## SET TASK A:
According to the forum thread about the jade sharpening stone, where is this kind of stone found?
## SET TASK B:
Pick up the forum thread about the jade sharpening stone from its last line and keep it going.

## GIVEN PASSAGE:
::::

I have been using it all week and since I don't have a strop or felt, I give my knife a few passes on this stone and its almost a 100% back to original. The first time I used it , I barely touched my finger and it split open like a grape. It is found in creek beds and the ocean, you can perma-soak it or use it as a splash and go as water doesn't penetrate it. You can even use it dry. It feels like glass.
dimensions
length 8"
width 2"
height 1.75"
weight 2.46 lbs. or 1140 something grams
I like it so much I am having him cut me a couple of more when he has time.


----------



## sachem allison (Sep 22, 2012)

oh and a girl named Jade


----------



## Crothcipt (Sep 22, 2012)

Not sure what one I like best, Jade, jade or the other jade.






gratz on getting another one.


----------



## sachem allison (Sep 22, 2012)

yeah, I miss that one.


----------



## sachem allison (Sep 22, 2012)

This one is not translucent.


----------



## steeley (Sep 22, 2012)

Man Son you sure get some cool stuff . That is one sweet piece of jade ever since i saw that first jade stone I been looking for a small one .


----------



## Cutty Sharp (Sep 22, 2012)

Very classy - the stone that is; not sure about the girl.


----------



## lowercasebill (Sep 22, 2012)

nice.. please let me know how i can purchase item pictured in your first post and rent the item pictured in your second.
thanks
lcb


----------



## SpikeC (Sep 22, 2012)

::::

## DATA LINES:
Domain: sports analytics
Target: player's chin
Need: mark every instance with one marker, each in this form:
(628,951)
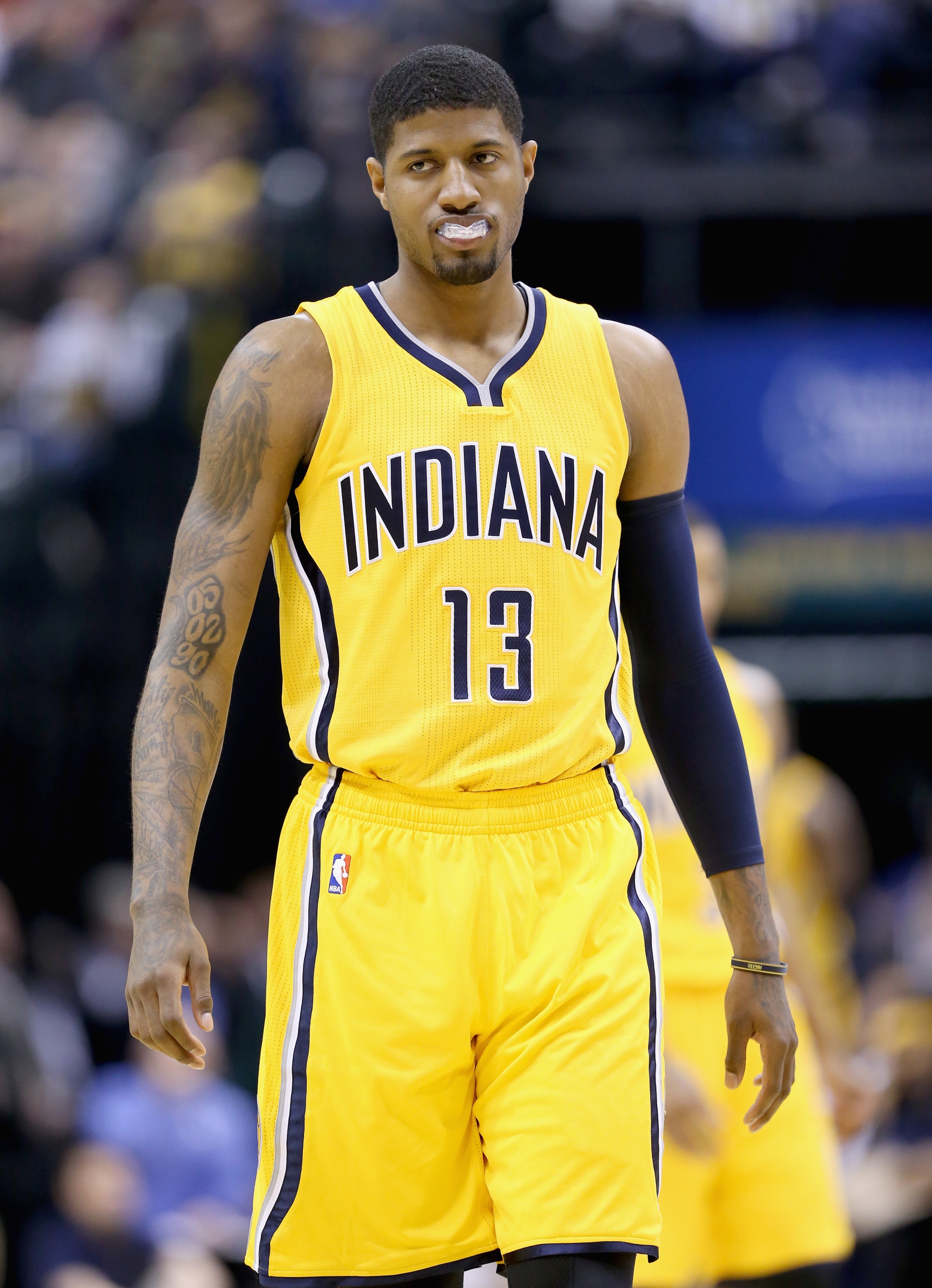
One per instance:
(467,268)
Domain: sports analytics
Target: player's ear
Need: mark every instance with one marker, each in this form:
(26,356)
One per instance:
(377,176)
(529,155)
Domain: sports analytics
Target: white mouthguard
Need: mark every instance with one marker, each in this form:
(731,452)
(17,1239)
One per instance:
(464,232)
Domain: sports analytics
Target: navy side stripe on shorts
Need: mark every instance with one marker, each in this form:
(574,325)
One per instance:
(646,914)
(297,1104)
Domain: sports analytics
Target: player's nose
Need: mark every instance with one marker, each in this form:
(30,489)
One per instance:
(458,192)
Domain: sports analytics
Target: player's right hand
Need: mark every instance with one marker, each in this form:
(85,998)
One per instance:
(168,952)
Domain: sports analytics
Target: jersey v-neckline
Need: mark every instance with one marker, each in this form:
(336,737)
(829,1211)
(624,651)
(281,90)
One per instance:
(478,395)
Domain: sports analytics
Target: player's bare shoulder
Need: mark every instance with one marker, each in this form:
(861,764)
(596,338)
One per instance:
(283,365)
(654,407)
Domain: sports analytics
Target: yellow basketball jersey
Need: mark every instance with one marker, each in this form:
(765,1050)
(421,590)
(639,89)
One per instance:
(697,948)
(448,567)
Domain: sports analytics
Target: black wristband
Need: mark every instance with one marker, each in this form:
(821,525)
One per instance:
(758,968)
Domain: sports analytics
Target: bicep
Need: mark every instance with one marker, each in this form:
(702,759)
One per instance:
(655,413)
(252,445)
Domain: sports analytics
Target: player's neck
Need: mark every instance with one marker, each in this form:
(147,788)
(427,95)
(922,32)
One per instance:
(475,326)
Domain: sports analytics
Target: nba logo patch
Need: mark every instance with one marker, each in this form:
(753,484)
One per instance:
(339,874)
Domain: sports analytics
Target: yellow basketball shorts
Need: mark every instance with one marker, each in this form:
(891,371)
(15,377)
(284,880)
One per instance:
(462,1049)
(769,1201)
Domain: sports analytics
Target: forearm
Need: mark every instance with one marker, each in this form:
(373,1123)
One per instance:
(176,750)
(682,699)
(744,903)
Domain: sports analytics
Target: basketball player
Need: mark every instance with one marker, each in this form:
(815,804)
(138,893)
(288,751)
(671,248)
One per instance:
(757,1210)
(460,1058)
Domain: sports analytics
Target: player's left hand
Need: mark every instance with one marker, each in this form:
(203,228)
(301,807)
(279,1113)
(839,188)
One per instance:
(756,1010)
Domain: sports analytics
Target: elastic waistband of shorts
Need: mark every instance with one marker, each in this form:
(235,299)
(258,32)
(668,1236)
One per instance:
(523,809)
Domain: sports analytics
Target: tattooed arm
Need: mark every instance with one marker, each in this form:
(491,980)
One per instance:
(262,423)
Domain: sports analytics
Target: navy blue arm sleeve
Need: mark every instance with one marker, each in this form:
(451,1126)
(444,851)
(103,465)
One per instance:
(681,695)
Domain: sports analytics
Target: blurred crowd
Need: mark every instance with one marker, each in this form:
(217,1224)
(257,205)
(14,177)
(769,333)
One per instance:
(114,1157)
(173,170)
(116,1160)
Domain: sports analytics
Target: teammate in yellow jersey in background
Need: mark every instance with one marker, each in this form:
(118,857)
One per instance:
(762,1209)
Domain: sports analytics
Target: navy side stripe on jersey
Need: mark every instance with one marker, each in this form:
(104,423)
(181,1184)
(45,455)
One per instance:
(290,1130)
(646,914)
(618,726)
(325,634)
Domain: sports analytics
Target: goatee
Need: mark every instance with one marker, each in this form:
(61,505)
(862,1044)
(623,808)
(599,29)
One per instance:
(467,271)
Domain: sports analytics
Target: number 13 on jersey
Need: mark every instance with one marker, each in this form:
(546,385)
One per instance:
(511,611)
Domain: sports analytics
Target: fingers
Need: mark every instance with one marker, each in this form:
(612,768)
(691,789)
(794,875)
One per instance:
(777,1080)
(176,1037)
(201,1001)
(737,1055)
(156,1021)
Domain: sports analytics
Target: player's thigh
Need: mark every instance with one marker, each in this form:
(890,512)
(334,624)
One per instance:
(568,1067)
(372,1156)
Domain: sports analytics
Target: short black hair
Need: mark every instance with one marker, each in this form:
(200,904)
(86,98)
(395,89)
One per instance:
(440,76)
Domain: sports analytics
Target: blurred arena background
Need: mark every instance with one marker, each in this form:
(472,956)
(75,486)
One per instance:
(749,179)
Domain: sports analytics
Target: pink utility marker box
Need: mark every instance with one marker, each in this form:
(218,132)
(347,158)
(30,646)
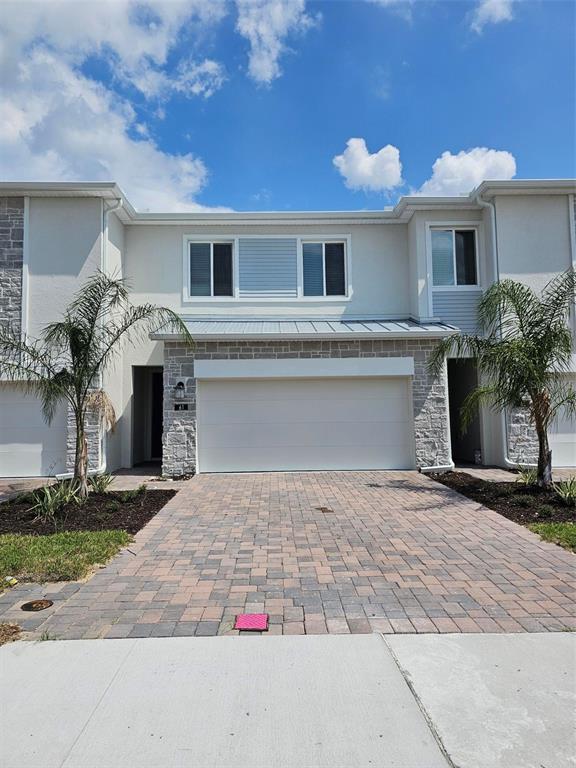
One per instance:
(256,622)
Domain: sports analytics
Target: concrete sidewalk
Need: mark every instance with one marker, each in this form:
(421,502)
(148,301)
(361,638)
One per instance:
(290,702)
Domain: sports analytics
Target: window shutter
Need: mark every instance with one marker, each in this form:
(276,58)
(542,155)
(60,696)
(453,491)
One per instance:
(312,264)
(335,271)
(222,269)
(465,257)
(199,269)
(442,257)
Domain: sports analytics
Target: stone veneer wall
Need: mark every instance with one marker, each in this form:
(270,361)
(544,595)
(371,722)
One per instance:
(92,437)
(429,394)
(11,258)
(522,438)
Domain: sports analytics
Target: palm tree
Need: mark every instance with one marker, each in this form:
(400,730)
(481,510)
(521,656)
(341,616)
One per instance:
(525,348)
(67,362)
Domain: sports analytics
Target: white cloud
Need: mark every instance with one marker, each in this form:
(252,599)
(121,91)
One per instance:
(459,174)
(375,172)
(401,7)
(58,124)
(136,38)
(266,24)
(491,12)
(191,78)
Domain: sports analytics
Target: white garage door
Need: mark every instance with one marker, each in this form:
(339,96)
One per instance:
(28,446)
(562,437)
(304,424)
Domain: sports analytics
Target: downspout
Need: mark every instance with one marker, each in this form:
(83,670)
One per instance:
(103,266)
(496,268)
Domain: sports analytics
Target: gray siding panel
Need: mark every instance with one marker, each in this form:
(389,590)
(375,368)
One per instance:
(457,308)
(268,267)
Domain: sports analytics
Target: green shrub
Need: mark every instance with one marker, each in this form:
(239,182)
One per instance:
(48,501)
(100,483)
(527,475)
(524,500)
(567,491)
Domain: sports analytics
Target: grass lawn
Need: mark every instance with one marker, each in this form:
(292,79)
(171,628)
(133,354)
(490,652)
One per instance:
(563,534)
(61,556)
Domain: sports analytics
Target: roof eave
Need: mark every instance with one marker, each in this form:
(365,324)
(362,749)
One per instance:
(424,334)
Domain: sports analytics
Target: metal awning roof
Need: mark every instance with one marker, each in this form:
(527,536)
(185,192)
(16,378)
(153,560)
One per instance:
(250,330)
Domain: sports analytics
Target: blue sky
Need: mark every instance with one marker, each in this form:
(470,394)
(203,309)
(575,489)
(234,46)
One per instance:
(251,105)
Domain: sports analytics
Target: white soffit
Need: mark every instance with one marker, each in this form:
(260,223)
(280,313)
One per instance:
(304,368)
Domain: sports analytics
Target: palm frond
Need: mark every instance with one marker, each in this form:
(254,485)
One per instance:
(455,345)
(99,402)
(133,325)
(471,404)
(506,308)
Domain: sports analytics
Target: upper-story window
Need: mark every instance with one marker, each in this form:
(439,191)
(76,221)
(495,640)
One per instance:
(324,268)
(454,261)
(211,269)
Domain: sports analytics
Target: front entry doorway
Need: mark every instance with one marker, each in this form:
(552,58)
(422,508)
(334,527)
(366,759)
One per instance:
(463,379)
(147,414)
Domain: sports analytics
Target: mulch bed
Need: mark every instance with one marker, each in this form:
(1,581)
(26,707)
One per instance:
(518,502)
(113,510)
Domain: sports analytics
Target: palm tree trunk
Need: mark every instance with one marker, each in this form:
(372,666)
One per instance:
(81,457)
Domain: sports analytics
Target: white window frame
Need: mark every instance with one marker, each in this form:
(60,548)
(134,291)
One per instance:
(454,227)
(323,240)
(234,239)
(210,240)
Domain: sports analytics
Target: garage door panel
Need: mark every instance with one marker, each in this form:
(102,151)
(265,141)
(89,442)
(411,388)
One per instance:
(266,425)
(300,389)
(28,446)
(346,434)
(305,411)
(305,458)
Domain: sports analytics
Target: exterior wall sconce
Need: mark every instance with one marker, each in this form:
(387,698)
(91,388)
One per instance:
(179,392)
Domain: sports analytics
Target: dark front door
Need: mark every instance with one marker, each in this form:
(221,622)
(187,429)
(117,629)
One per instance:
(156,431)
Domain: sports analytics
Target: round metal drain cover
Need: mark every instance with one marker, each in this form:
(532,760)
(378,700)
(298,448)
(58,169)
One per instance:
(36,605)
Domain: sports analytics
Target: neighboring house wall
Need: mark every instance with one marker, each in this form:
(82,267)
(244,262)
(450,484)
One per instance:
(459,308)
(11,259)
(534,245)
(114,376)
(64,250)
(429,394)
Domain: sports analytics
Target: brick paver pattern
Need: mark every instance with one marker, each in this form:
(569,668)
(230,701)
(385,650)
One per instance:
(334,552)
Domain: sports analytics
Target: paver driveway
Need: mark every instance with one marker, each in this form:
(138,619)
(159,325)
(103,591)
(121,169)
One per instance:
(321,552)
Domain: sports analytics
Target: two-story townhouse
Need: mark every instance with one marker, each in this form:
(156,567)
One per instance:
(312,330)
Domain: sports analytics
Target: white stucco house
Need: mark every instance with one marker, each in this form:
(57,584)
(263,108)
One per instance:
(312,329)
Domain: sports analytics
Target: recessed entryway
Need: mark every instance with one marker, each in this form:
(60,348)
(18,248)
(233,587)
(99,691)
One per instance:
(462,380)
(147,413)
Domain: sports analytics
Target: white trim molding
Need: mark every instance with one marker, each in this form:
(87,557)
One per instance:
(305,368)
(25,270)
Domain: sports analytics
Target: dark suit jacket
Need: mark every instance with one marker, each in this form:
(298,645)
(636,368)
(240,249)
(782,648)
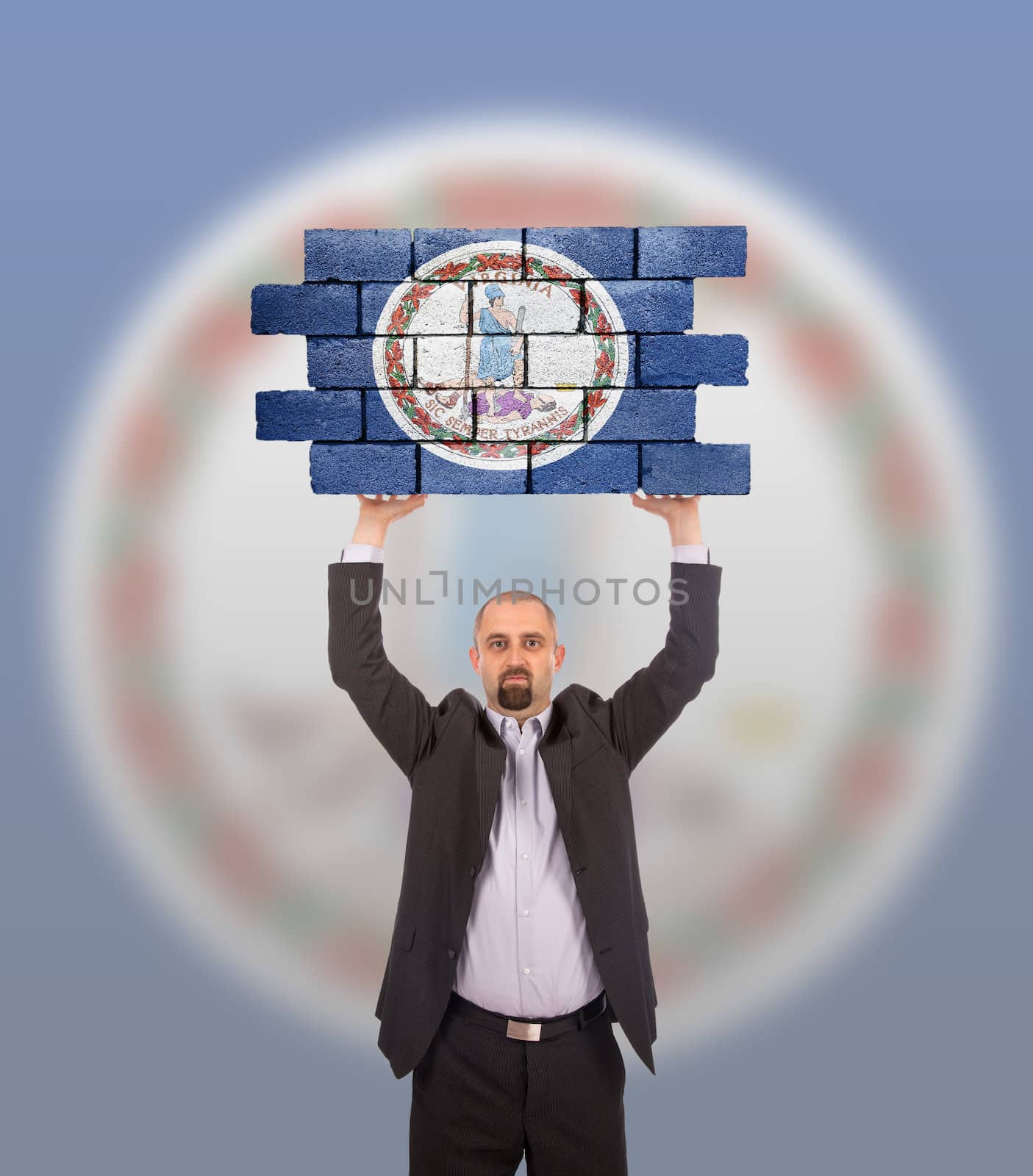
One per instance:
(454,761)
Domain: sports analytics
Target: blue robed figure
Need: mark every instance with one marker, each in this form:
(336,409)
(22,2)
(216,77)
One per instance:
(497,358)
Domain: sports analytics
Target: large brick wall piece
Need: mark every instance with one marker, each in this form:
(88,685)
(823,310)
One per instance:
(554,360)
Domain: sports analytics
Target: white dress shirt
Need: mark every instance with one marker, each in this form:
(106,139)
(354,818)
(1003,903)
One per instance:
(526,950)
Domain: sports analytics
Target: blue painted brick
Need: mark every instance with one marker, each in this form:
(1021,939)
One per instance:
(593,468)
(329,309)
(694,468)
(309,415)
(653,306)
(439,476)
(344,468)
(374,299)
(604,252)
(358,254)
(701,251)
(651,415)
(340,362)
(432,243)
(679,362)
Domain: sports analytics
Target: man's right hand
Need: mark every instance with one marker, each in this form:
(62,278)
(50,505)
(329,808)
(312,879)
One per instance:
(376,513)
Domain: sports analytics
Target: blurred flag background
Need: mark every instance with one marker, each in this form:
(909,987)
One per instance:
(203,845)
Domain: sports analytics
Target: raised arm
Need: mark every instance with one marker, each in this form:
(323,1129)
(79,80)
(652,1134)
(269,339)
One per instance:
(652,699)
(394,709)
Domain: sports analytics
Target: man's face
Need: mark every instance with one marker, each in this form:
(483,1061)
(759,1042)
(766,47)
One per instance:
(515,658)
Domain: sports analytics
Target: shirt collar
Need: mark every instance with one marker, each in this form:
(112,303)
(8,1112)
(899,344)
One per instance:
(543,719)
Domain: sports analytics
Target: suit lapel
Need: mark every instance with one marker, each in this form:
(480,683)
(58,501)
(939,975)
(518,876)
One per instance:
(556,753)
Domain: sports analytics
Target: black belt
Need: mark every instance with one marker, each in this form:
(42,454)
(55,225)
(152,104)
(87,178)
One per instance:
(523,1028)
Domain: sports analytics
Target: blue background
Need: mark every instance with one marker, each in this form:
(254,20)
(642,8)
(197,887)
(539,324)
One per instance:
(126,1052)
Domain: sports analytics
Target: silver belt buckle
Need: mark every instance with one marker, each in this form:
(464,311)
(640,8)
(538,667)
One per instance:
(523,1030)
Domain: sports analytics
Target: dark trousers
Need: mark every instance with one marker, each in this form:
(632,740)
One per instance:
(480,1100)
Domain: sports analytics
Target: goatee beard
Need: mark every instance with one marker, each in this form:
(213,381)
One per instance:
(515,695)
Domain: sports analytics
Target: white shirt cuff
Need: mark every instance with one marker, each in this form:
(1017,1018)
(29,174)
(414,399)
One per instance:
(691,553)
(362,553)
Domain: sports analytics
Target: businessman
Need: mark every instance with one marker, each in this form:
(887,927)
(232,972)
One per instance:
(521,929)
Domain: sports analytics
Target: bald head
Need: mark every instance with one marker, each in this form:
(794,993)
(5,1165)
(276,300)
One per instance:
(494,605)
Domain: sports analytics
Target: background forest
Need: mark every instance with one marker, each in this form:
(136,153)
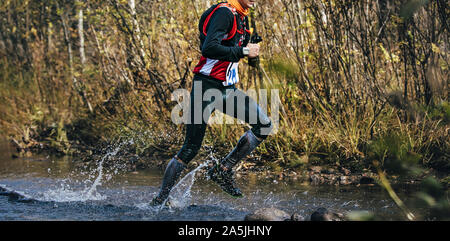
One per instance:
(363,84)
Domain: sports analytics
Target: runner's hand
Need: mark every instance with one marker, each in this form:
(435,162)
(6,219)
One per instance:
(253,50)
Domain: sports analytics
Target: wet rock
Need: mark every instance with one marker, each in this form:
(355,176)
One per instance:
(268,214)
(329,171)
(316,179)
(322,214)
(297,217)
(315,169)
(345,171)
(366,180)
(344,180)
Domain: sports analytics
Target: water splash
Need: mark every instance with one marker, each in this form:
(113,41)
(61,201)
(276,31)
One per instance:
(180,196)
(70,191)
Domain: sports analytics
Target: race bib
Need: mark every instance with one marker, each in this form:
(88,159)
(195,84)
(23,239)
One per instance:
(232,76)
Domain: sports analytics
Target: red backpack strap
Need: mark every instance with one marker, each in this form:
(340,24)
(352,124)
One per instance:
(233,30)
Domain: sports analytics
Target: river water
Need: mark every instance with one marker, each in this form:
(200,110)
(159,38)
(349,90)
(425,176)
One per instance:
(50,188)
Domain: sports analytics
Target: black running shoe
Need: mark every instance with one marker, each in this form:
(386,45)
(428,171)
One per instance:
(225,179)
(156,202)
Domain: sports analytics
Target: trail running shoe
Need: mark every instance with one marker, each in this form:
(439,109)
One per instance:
(156,202)
(225,179)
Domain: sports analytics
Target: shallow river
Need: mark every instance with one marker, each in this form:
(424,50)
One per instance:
(49,188)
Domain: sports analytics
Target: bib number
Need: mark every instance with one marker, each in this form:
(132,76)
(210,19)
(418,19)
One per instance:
(232,76)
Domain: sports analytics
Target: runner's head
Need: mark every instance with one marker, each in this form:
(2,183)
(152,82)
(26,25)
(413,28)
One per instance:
(247,3)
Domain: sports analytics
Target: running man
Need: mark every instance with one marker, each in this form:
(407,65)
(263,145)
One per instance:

::::

## OUTPUT A:
In creek beds and the ocean.

## OUTPUT B:
Very cool piece of material!


----------



## Crothcipt (Sep 22, 2012)

lowercasebill said:


> nice.. please let me know how i can purchase item pictured in your first post and rent the item pictured in your second.
> thanks
> lcb


I am curious about acquiring a piece too. If it isn't to expensive.


----------



## jayhay (Sep 22, 2012)

Very cool indeed. I'd like to try one for myself


----------



## Crothcipt (Oct 24, 2012)

After seeing your post I went looking to see what I can find. Found this on ebay.






got it cheap


----------



## Don Nguyen (Oct 25, 2012)

This is Jade Raymond, video game executive of Ubisoft.






Seriously though Son. That's pretty awesome. Looks beautiful; never would have thought that one could use such a stone for this kinda thing. Do other type of rock work too?


----------



## sachem allison (Oct 25, 2012)

wow! cute as hell. yes you can use any fine grain stone, what edge you get is a different matter.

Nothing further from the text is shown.